EXERCISES:
a) In the passage on lamprey cranial development, where do the nasal and hypophysial placodes of the lamprey first form?
b) Based on the passage on lamprey cranial development, decide whether each statement agrees with it. Answer yes or no for each and quote the deciding words. (i) The hagfish has a duct that opens into the pharynx. (ii) Johnels (1948) found the trabecula at the level of the MA at the initial stage of its development. (iii) In the lamprey, the hypophysial placode is in contact with the hypothalamus from early in development.
c) Extend the passage on lamprey cranial development, starting right after its final sentence.
---- SOURCE PASSAGE
By injecting vital dyes into the mandibular mesoderm in the young lamprey embryo, it has been shown that both the trigeminal nerve-innervated muscles and the trabecular cartilage primordium were labelled (Kuratani et al. 2004). The latter was seen as a strand of mesenchymal condensation lateral to the notochord. As noted above this is a site that is more suitable for the mesodermally derived neurocranium, which does require the notochord (Couly et al. 1993). Moreover, at the initial stage of its development, the trabecula has been found at the level of the MA (dorsal to the first aortic arch) by Johnels (1948). Therefore, it seems that the so-called trabecula in the lamprey might represent a rostrally elongated parachordal cartilage, not a crest-derived prechordal skeletal element (see Fig. 6), although it cannot be ruled out that the rostral part of the lamprey trabecula may receive contributions from the neural crest, or there would be a cryptic boundary in the rostral part of the lamprey trabecula, delineating the mesodermally derived and crest-derived parts as seen in the gnathostome neurocranium. Moreover, several studies have so far alluded to the contribution of the neural crest to the lamprey trabecula (Newth, 1956; Langille & Hall, 1988; but also see Newth, 1951). Importantly, although the detailed mapping of the lamprey cranium is still incomplete, the mesodermal contribution to the lamprey trabecula is consistent with the heterotopy theory of jaw evolution.

The lamprey-specific use of PM crest cells is made possible by a unique patterning of the nasohypophysial placode. In the gnathostomes, nasal placodes are patterned as a pair of structures beneath the forebrain, rostral to the Rathke's pouch anlage (which differentiates as a part of the oral ectoderm). Such placodal morphology allows premandibular crest cells of gnathostomes to invade rostrally in the cranial base to form the prechordal cranium (Fig. 5C, right). In the lamprey, by contrast, nasal and hypophysial placodes initially form a single ectodermal plate rostral to the oral ectoderm (Fig. 5C; for embryology see Gorbman & Tamarin, 1985; Kuratani et al. 2001; Uchida et al. 2003). Thus the premandibular crest cells in the lamprey cannot grow rostrally to form a median septum in the cranial base as seen in the gnathostomes; instead the upper lip primordia arise behind this hypophysial plate and grow beneath the plate to form the floor of the nostril, or the nasohypophysial duct (Fig. 5A,C; see Kuratani et al. 2001). The hagfish, which follows a similar developmental pattern of placodes, has an equivalent duct that opens into the pharynx, unlike the lamprey (Gorbman, 1983; Gorbman & Tamarin, 1986; Janvier, 1996). It is important to realize that the hypophysis arises through interaction between the ectoderm and the ventral diencephalon, or the hypothalamic anlage. Again, the topographical relationships of tissues form a central problem. With respect to the mouth openings (oral ectoderm) and nasal placodes, the hypophysial primordia arise in non-equivalent topographies between the lamprey and gnathostomes – again the morphological homology is lost in a strict sense. Still, the primordia have to come into contact with the same inducer, or the hypothalamic anlage, to differentiate as the hypophysis in both animal groups. A close relationship between the oral ectoderm and hypothalamic anlage is established early in amniote development (Couly & Le Douarin, 1985; reviewed by Uchida et al. 2003). This relationship does not greatly change through later development. In the lamprey, by contrast, the hypophysial placode has to grow towards the hypothalamus secondarily in the late embryonic period. No similar pattern of tissue growth appears in gnathostome development.
--------
---- EXTRACTED DATA
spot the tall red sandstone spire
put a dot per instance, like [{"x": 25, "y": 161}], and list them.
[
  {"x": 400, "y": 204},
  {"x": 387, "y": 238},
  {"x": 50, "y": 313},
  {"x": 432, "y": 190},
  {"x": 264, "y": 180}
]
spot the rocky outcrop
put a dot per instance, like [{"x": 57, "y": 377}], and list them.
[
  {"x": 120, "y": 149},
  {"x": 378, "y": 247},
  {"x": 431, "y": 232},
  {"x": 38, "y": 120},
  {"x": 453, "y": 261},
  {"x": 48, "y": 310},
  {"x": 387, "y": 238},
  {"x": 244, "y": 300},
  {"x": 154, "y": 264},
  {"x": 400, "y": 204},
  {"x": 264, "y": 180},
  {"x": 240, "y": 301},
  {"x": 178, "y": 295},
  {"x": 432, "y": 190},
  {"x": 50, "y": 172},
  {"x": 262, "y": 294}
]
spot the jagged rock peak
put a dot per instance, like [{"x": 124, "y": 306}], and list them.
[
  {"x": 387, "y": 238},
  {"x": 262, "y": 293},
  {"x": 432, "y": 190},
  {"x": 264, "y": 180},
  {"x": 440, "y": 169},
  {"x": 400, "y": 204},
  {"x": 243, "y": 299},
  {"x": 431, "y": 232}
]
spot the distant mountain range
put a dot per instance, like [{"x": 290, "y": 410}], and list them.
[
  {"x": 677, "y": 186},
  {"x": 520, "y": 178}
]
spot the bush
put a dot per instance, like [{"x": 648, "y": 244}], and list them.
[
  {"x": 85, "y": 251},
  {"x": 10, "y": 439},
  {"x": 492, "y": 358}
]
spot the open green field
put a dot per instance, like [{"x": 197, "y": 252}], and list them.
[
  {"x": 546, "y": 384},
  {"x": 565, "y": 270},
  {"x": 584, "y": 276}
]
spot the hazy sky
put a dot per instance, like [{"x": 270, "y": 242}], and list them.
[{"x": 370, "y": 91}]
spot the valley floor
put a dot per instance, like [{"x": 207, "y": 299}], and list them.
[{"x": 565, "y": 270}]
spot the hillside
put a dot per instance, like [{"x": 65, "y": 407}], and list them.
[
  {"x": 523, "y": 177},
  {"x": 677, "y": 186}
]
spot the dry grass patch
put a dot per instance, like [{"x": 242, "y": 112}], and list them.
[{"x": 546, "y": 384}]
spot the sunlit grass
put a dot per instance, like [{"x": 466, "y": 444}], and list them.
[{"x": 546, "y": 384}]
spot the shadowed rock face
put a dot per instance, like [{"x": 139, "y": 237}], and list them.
--------
ANSWERS FOR THE TASKS:
a) They initially form a single ectodermal plate rostral to the oral ectoderm.

b)
(i) Yes: "has an equivalent duct that opens into the pharynx, unlike the lamprey"
(ii) Yes: "at the initial stage of its development, the trabecula has been found at the level of the MA (dorsal to the first aortic arch) by Johnels (1948)"
(iii) No: "the hypophysial placode has to grow towards the hypothalamus secondarily in the late embryonic period"

c)
Uchida et al. (2003) examined regulatory gene expression patterns and speculated on the developmental patterning of the hypophysis in the lamprey. For example, Pitx genes are known to specify the rostral ectoderm during early gnathostome embryogenesis, and play essential roles in development of the hypophysis (Szeto et al. 1999). In the lamprey, the Pitx and Pax6 cognates are also expressed in rostral ectoderm, and the expression domain becomes divided anteroposteriorly into two parts, the nasohypophysial plate and the oral ectoderm, by the secondary growth of the upper lip primordia. Similarly, TTF-1, a marker gene for the gnathostome hypothalamus, is also expressed in an equivalent portion of the brain anlage in the lamprey (Fig. 5D; Murakami et al. 2001; Ogasawara et al. 2001; Uchida et al. 2003). Of the genes that have been examined thus far, the expression of transcription factors, which act in a cell-autonomous manner, is associated with the equivalent cell type or specific structure in both lamprey and gnathostomes. In contrast, the expression patterns of genes encoding non cell-autonomously functioning signalling molecules, such as growth factors, are not comparable between the lamprey and gnathostomes (Uchida et al. 2003). Unlike the mouse, neither the Fgf8/17 or the Bmp2/4 cognates are expressed in the lamprey hypothalamus, whereas the Fgf8/17 cognate is expressed in the hypophysial placode of the lamprey.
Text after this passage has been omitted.